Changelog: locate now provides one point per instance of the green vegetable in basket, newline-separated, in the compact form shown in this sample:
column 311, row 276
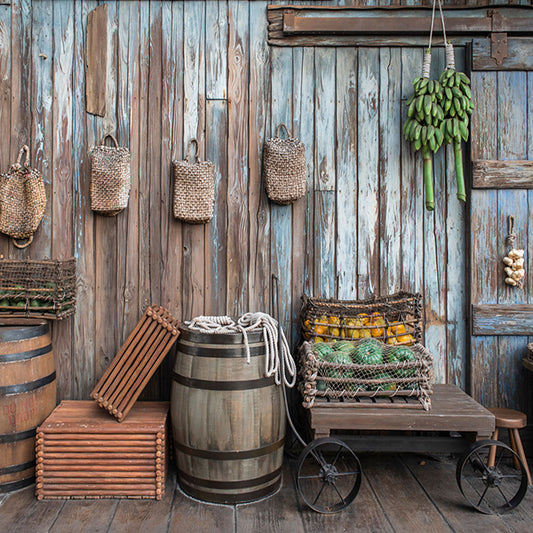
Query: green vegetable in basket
column 382, row 386
column 339, row 358
column 322, row 350
column 369, row 352
column 401, row 354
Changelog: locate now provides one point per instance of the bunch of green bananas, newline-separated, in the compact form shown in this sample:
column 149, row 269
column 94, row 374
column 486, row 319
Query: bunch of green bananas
column 457, row 106
column 424, row 126
column 425, row 114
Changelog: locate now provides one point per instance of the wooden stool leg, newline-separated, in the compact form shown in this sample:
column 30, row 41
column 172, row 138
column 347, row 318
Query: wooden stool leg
column 512, row 440
column 492, row 451
column 521, row 454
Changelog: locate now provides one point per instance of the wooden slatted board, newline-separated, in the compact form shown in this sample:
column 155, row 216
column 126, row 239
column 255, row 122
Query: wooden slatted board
column 136, row 362
column 83, row 453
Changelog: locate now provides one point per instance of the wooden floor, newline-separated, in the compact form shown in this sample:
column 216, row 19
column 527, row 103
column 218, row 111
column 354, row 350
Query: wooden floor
column 399, row 493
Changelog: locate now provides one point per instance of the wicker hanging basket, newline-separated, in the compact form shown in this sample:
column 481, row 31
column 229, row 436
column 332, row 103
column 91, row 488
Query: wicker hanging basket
column 22, row 200
column 284, row 168
column 110, row 178
column 194, row 187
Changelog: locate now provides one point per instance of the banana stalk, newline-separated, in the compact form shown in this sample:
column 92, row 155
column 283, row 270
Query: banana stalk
column 428, row 177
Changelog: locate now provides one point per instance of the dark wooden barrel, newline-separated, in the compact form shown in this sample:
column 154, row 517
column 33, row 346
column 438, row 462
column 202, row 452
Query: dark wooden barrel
column 27, row 397
column 228, row 419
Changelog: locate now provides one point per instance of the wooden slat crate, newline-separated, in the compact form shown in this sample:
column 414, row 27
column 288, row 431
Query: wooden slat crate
column 81, row 452
column 136, row 362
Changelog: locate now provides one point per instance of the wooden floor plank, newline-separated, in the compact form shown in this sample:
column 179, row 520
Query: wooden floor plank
column 447, row 497
column 85, row 516
column 277, row 513
column 21, row 511
column 145, row 515
column 190, row 515
column 406, row 505
column 365, row 514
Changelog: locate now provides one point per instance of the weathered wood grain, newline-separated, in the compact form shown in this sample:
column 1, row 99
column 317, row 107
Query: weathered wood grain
column 96, row 61
column 501, row 319
column 346, row 159
column 238, row 128
column 514, row 174
column 519, row 54
column 368, row 173
column 259, row 124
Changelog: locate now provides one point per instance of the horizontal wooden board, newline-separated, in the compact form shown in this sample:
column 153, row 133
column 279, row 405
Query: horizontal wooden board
column 500, row 319
column 519, row 54
column 502, row 174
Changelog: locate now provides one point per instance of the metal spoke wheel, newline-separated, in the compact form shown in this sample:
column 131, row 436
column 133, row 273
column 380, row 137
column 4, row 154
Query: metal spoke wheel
column 492, row 477
column 328, row 475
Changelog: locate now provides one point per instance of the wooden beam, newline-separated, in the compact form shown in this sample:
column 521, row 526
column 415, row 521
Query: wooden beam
column 502, row 319
column 519, row 54
column 96, row 61
column 502, row 174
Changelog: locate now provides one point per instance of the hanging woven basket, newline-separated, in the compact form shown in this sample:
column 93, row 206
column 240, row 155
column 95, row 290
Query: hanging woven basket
column 22, row 200
column 194, row 187
column 110, row 178
column 284, row 168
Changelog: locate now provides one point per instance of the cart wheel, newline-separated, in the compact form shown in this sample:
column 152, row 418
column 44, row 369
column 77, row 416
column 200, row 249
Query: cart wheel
column 329, row 475
column 492, row 477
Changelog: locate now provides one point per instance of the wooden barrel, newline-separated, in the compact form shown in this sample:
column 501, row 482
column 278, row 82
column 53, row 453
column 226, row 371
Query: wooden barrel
column 228, row 419
column 27, row 397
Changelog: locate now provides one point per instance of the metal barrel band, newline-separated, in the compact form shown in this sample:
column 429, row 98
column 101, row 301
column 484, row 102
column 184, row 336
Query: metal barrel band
column 241, row 484
column 22, row 356
column 222, row 385
column 28, row 387
column 218, row 455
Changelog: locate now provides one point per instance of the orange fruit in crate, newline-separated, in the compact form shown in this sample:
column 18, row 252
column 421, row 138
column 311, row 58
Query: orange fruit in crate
column 334, row 321
column 377, row 320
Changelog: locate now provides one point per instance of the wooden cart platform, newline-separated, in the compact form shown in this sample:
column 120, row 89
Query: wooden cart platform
column 454, row 421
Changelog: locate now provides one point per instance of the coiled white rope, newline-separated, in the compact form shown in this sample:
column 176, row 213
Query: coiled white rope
column 280, row 365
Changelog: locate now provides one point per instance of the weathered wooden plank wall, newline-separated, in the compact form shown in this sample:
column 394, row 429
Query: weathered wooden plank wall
column 203, row 69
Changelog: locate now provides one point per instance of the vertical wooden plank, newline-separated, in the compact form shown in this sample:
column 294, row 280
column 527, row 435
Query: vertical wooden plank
column 171, row 101
column 62, row 178
column 216, row 45
column 281, row 215
column 456, row 253
column 259, row 124
column 106, row 245
column 368, row 182
column 5, row 84
column 325, row 176
column 347, row 197
column 194, row 127
column 143, row 256
column 41, row 120
column 389, row 169
column 512, row 144
column 302, row 211
column 83, row 223
column 216, row 151
column 238, row 222
column 412, row 202
column 483, row 237
column 434, row 251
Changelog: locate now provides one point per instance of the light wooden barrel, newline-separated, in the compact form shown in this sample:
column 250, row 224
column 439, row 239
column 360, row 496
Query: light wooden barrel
column 228, row 419
column 27, row 397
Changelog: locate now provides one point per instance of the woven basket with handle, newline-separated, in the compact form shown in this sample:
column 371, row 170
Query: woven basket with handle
column 284, row 168
column 110, row 178
column 22, row 200
column 194, row 187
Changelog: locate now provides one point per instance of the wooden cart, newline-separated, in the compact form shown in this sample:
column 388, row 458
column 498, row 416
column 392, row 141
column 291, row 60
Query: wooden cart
column 329, row 472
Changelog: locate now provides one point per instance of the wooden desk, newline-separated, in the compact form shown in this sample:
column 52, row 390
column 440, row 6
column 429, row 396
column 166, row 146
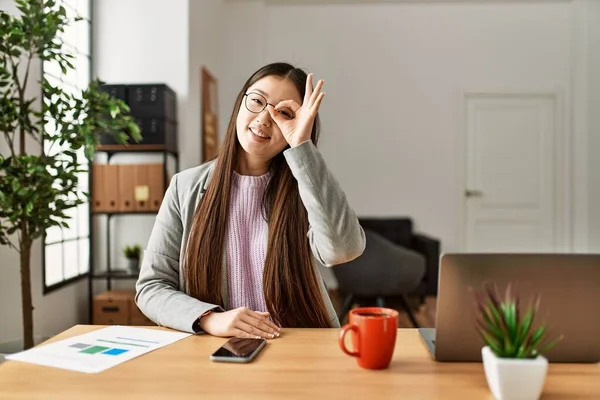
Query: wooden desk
column 302, row 363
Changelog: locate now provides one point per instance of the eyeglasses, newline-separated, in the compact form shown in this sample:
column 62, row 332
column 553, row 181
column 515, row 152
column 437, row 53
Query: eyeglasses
column 256, row 103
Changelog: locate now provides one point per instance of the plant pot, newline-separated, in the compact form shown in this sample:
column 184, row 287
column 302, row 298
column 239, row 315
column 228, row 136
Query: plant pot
column 512, row 378
column 133, row 265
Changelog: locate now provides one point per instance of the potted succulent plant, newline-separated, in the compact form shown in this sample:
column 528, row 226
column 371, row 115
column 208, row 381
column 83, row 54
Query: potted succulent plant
column 133, row 253
column 513, row 360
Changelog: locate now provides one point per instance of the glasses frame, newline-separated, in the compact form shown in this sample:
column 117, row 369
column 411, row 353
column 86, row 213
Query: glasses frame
column 258, row 94
column 266, row 104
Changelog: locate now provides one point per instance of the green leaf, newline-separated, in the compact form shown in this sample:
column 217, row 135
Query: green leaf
column 114, row 111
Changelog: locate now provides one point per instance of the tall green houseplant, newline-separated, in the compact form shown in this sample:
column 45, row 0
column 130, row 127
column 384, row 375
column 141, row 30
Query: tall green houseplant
column 38, row 185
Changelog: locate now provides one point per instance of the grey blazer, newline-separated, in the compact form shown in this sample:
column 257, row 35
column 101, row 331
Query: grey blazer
column 335, row 237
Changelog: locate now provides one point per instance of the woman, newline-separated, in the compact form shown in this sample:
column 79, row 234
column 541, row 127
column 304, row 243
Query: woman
column 235, row 245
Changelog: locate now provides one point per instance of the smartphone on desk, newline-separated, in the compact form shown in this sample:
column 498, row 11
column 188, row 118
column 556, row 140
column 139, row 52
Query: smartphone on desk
column 241, row 350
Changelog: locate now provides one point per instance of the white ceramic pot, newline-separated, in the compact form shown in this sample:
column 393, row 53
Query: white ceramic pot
column 512, row 378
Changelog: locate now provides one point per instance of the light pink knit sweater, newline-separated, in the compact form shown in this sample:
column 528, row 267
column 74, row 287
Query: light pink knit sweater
column 247, row 233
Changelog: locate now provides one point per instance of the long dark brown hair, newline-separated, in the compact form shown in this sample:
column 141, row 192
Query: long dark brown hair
column 290, row 282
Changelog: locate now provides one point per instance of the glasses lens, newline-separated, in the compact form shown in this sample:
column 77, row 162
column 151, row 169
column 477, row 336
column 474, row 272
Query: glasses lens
column 255, row 102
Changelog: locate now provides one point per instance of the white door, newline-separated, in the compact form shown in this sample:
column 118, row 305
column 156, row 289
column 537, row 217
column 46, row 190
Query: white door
column 511, row 199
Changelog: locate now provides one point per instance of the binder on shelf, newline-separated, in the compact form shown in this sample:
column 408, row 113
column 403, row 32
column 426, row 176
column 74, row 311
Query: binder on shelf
column 141, row 188
column 156, row 183
column 111, row 186
column 99, row 203
column 126, row 179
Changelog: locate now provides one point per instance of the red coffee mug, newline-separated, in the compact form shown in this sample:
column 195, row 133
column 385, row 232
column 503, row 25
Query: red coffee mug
column 374, row 336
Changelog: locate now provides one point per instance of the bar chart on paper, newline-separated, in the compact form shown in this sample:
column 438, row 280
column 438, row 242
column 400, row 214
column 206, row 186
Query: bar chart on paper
column 99, row 350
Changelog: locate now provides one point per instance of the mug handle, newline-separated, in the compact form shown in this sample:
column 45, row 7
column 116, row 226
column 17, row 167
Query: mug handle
column 343, row 332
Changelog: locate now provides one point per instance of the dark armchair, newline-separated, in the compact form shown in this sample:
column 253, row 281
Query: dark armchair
column 400, row 231
column 397, row 263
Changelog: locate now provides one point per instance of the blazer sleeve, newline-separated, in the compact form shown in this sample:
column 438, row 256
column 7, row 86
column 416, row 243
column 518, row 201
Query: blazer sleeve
column 158, row 293
column 335, row 235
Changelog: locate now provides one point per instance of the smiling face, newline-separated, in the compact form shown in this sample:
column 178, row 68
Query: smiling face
column 259, row 136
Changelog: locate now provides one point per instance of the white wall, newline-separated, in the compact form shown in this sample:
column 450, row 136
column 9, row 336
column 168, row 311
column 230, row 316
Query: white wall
column 54, row 312
column 394, row 74
column 593, row 87
column 205, row 45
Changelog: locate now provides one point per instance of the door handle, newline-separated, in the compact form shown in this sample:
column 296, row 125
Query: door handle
column 473, row 193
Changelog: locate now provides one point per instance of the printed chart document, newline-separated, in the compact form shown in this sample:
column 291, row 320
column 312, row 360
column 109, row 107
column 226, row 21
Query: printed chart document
column 99, row 350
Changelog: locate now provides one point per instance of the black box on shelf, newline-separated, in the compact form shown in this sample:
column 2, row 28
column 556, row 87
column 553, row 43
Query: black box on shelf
column 152, row 101
column 119, row 91
column 155, row 131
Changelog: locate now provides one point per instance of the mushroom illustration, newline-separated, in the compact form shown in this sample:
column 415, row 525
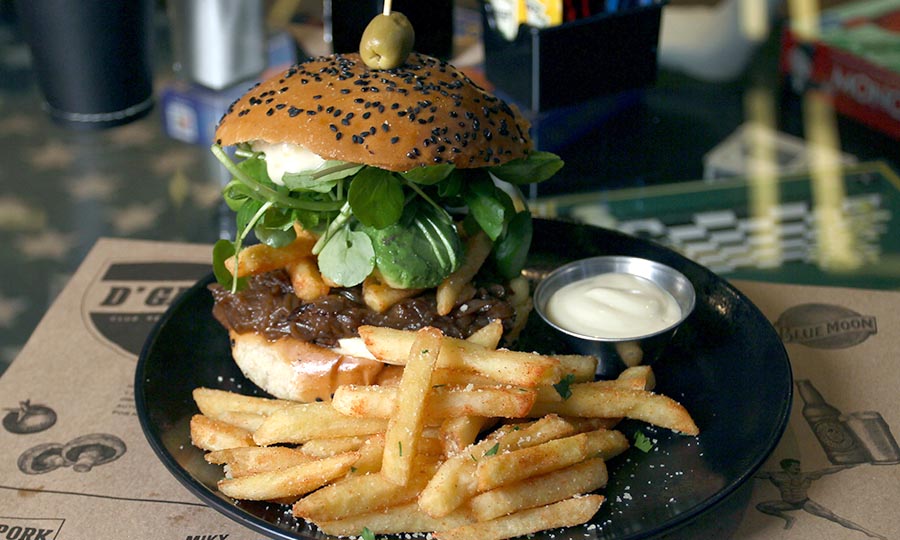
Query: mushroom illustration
column 42, row 458
column 88, row 451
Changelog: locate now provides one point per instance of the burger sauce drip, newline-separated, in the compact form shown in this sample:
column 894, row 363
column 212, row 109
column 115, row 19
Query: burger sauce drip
column 269, row 307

# Work to do
Copy out the stretch of the records from the line containing "of the plant" through the line containing "column 241, row 350", with both of those lines included and every line kept unchanged.

# Output below
Changelog: locate now provides one point per instance of the plant pot, newline-separated, in the compact form shown in this sample:
column 184, row 287
column 302, row 298
column 239, row 315
column 228, row 136
Query: plant pot
column 512, row 378
column 133, row 265
Changelog: locate now provides one point per instance of the potted succulent plant, newline-separated, in the compact form shown in this sample:
column 528, row 226
column 371, row 115
column 208, row 381
column 83, row 54
Query: potted succulent plant
column 133, row 253
column 513, row 360
Changelog: locate now provides one point per instance of the glasses frame, newline-separated, in the compact form shown in this sample:
column 117, row 369
column 411, row 353
column 86, row 213
Query: glasses frame
column 258, row 94
column 266, row 104
Changelog: locate now provides one point per instance of the green leaf, newline-separated, in the compact form shown in this sample:
column 217, row 135
Query: green leaf
column 114, row 111
Changelog: locate now provides one point per instance of the tall green houseplant, newline-separated, in the compact form shown in this sample:
column 45, row 0
column 130, row 127
column 384, row 375
column 141, row 30
Query: tall green houseplant
column 38, row 185
Changelog: locate now provides one point per instance of the grey blazer, newline-separated, in the compact form shown in this sample:
column 257, row 35
column 101, row 331
Query: grey blazer
column 335, row 237
Changelog: locate now provides one point per instance of the woman, newline-separated, in the compact form shown in this sample:
column 79, row 234
column 541, row 127
column 304, row 243
Query: woman
column 235, row 245
Changelog: locate now provides one point per instance of the smartphone on desk, newline-separated, in the compact form shown in this sample:
column 498, row 11
column 188, row 118
column 556, row 140
column 139, row 52
Query: smartphone on desk
column 241, row 350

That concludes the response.